Операцию по деблокированию своих окруженных войск фашистские стратеги многозначительно нарекли «Зимней грозой». Основной ударной силой пресловутой «грозы» являлась группировка в составе тридцати дивизий, сосредоточенная в районе Котельниково. Командующий группировкой генерал-фельдмаршал фон Манштейн возлагал особую надежду на отдельный батальон тяжелых танков «тигр», приданный армейской группе «Гот». (Именно здесь, под хутором Верхнекумским, нашим войскам пришлось впервые принять на себя удар этих чудовищ. Прежде «тигры» нигде на фронте не применялись, о них ничего не знали.) По плану немецкого командования, соединения 57-го танкового корпуса должны были форсировать реку Аксай, преодолеть слабообороняемый рубеж реки Мышкова и в районе Ерико-Крепинского встретиться с войсками специально созданной Паулюсом группы прорыва.

Наступление немецко-фашистских войск из района Котельниково началось рано утром 12 декабря, а к исходу второго дня противнику удалось форсировать Аксай и выйти в район Верхнекумского. Самоуверенный Ман-штейн, полагая, что победа уже в кармане, радировал Паулюсу: «Будьте уверены в нашей помощи». Но это были преждевременные заверения!

Мы спешили к берегам малоизвестной речки Мышкова, чтобы поставить заслон гитлеровцам, наступавшим со стороны Котельниково. Без преувеличения можно сказать, что этот марш гвардейцев был первым боевым подвигом.

...Шли по балкам и низинам, заметенным сугробами по грудь. Жгучий мороз да степной ветер дубили лица до черноты. На ходу терли стынущие носы и щеки рашпильным сукном рукавиц.

И вдруг мороз сменился слякотью оттепелей. Промокшие валенки к вечеру насквозь промерзали, деревенели. Многие обмораживались.

Пехоту обгоняли танки, щедро расплескивая гусеницами серую крахмалистую кашицу. Чумазые, как черти, танкисты, по пояс высунувшись из люков-колодцев, подначивали нас:

— Пятки подбери, мотошомпольная!

На многих машинах четко обозначалась надпись: «Латвияс стрелниекс» — «Латышский стрелок».

Тягачи тащили на прицепе гаубицы, виляющие «соро-капятки». Натужно выли перегретыми моторами грузовики с боеприпасами, то и дело буксуя. И тогда бойцы взвалили на спины тяжелые, как могильные плиты, снарядные ящики...

**********

- [ПОСТАВЛЕННАЯ ЦЕЛЬ 1]
Ответьте на вопросы по тексту об операции «Зимняя гроза»:
(а) Из скольких дивизий состояла группировка, сосредоточенная в районе Котельниково?
(б) Когда началось наступление немецко-фашистских войск из района Котельниково?
(в) Какая надпись была на многих танках, обгонявших пехоту?
- [ПОСТАВЛЕННАЯ ЦЕЛЬ 2]
Допишите продолжение текста об операции «Зимняя гроза», начав сразу после его последнего предложения.
Следующие за текстом строки представляют собой отдельный материал.

(Строки с размеченными контурами)
**********

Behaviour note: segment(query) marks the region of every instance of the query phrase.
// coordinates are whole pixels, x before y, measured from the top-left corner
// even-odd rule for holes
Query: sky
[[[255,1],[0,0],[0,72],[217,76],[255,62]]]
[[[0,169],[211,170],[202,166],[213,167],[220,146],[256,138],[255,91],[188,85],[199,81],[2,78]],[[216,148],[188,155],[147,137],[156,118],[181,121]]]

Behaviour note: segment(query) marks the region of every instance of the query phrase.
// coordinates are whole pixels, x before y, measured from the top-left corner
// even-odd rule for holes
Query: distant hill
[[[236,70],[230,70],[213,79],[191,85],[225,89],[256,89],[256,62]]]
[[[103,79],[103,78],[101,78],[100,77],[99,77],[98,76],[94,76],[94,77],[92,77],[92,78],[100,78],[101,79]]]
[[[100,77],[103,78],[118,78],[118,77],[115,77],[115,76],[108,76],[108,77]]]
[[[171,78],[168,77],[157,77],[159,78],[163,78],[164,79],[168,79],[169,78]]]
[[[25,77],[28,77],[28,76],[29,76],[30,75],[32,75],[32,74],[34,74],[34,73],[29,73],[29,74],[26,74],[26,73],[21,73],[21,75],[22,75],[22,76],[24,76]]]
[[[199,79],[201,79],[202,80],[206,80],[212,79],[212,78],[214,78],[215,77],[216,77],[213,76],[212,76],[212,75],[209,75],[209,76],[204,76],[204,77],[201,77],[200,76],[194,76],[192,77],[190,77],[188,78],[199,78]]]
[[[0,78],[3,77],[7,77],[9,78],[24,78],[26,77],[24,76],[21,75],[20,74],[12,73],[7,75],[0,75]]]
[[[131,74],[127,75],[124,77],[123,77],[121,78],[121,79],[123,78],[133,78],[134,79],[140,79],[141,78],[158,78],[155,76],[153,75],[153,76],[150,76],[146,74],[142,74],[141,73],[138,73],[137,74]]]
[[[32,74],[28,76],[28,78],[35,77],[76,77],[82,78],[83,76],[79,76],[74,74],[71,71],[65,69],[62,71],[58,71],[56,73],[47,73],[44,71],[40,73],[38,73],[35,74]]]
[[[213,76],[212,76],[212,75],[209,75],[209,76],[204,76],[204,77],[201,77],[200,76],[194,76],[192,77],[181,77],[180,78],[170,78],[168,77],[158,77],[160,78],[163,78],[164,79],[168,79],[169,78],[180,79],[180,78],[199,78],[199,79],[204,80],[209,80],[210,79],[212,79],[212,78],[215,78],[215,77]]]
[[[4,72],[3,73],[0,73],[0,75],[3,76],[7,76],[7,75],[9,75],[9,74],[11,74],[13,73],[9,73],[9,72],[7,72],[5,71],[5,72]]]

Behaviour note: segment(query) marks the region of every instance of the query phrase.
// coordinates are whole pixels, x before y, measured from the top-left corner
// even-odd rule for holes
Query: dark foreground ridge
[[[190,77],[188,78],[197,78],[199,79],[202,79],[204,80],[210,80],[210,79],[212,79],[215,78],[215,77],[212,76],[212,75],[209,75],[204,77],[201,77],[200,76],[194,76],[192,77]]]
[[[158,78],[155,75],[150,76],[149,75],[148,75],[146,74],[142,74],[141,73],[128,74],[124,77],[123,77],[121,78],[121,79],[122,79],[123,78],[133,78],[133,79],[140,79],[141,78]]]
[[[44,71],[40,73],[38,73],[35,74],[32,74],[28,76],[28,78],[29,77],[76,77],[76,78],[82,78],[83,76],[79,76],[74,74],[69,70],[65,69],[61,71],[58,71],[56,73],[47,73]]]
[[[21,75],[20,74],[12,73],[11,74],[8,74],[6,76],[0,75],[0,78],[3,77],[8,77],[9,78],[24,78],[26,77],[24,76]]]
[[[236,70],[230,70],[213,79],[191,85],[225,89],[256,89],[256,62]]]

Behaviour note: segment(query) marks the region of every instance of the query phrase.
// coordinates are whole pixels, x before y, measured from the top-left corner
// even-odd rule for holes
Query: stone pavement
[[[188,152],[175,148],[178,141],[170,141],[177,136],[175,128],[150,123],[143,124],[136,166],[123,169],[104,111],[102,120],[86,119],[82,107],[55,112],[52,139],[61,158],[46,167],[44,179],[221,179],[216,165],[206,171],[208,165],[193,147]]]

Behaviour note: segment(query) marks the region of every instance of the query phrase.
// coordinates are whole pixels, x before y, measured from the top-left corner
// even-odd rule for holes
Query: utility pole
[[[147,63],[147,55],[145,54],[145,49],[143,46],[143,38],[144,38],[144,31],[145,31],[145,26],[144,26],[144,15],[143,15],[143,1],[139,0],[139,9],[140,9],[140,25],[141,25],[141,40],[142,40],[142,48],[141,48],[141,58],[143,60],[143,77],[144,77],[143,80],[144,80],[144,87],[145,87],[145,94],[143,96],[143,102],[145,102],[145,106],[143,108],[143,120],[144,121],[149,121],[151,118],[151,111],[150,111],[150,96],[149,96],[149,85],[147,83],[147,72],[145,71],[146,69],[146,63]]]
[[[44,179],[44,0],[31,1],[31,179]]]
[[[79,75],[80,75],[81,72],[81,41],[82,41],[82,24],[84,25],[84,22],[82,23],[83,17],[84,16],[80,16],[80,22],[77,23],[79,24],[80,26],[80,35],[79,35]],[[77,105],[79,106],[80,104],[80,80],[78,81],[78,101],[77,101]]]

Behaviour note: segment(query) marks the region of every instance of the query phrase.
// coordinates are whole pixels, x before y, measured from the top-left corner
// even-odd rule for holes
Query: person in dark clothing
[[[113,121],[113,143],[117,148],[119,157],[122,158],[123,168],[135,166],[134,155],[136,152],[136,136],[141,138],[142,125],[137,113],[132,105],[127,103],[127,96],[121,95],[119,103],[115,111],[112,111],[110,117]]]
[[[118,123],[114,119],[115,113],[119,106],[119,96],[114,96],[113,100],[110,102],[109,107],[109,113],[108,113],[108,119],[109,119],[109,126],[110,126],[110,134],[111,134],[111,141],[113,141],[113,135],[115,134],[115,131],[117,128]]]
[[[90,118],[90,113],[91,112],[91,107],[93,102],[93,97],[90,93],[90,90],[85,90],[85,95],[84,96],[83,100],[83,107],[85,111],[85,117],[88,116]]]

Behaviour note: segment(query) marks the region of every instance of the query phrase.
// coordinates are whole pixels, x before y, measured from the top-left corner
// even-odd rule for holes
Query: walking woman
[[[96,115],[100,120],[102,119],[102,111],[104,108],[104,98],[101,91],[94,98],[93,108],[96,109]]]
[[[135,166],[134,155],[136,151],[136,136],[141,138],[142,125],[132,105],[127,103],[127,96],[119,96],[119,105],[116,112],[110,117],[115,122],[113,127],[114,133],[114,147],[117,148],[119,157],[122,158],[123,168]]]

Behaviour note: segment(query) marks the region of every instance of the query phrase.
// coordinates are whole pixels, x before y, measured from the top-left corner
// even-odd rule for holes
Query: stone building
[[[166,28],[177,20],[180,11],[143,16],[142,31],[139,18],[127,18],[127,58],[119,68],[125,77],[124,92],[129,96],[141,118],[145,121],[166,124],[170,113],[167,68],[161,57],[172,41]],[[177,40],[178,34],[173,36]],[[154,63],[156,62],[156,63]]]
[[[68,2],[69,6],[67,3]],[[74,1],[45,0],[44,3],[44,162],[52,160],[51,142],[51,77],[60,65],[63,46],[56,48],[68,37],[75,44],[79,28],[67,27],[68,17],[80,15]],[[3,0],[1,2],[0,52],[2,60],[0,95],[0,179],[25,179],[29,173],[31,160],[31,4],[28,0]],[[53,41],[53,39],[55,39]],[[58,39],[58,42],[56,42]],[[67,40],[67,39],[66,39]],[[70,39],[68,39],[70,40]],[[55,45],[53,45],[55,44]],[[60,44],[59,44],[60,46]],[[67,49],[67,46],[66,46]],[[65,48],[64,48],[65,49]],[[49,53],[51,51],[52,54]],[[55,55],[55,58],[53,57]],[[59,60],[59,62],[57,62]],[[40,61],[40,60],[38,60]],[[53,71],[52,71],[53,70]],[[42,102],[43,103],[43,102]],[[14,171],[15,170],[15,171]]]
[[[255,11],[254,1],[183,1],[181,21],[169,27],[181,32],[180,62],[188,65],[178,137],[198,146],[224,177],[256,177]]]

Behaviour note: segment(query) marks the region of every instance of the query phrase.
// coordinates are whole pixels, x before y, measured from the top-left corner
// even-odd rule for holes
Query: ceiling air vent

**********

- [РЕЗУЛЬТАТ ЗАДАНИЯ 1]
(а) Из тридцати дивизий.
(б) Рано утром 12 декабря.
(в) «Латвияс стрелниекс», то есть «Латышский стрелок».

- [РЕЗУЛЬТАТ ЗАДАНИЯ 2]
Тылы еле-еле поспевали за передовыми частями.

Положение ухудшилось еще и тем, что шли мы по местности, только что оставленной противником. Отступая, немцы дотла сожгли населенные пункты, все разграбили, разрушили. Лишь закопченные печные трубы торчали над пожарищами, как надгробья, с гиком носилось потревоженное воронье. Обгоревшие бревна еще продолжали куриться синеватым дымом, разнося вокруг кислый запах угарного газа. От редких садов остались только щербатые пни, среди них — белые, как мел, скелеты лошадей. Всюду валялись коробки от мин, неразорвавшиеся фугасы, обрывки танковых гусениц, седла из эрзац-кожи... В уцелевших домах без крыш, окон и дверей — кучи пустых консервных банок, бутылки

из-под шнапса, открытки с видами Дрездена, Берлина...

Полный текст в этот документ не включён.